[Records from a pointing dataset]
——
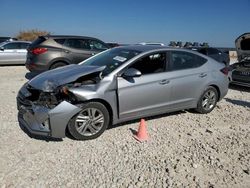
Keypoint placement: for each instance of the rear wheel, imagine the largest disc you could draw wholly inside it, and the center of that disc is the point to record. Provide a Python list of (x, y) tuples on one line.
[(90, 122), (57, 65), (207, 101)]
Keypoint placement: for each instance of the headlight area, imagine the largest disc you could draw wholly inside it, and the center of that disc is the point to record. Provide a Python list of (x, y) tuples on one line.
[(46, 113)]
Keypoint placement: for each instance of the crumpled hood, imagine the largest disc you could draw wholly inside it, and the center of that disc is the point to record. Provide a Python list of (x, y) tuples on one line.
——
GOAL:
Rewrite all of the lines above, including the requests. Multiply every coordinate in the answers by 1.45 and round each result to the nearest whole number, rounding halves up. Omit the pictures from your response.

TASK ANSWER:
Keypoint placement: for each instance of the rear wheel, imagine the largest disc you could draw wholly inside it, and the center of that disc is the point to record. Provide a Python list of (x, y) tuples on one line.
[(131, 177), (83, 94), (300, 146)]
Keypoint placement: for each instance of the headlight area, imagine the largest disc you could draw wholly inside it, and the center of that disc is the point to record. Provide a Python list of (x, y) tuples on one line.
[(67, 164)]
Keypoint placement: for each instance of the crumpled hood, imagine the largest disc you could draw wholly inside it, and the center of that disc is the point to record. Provide a Python list of (x, y) tuples on one line.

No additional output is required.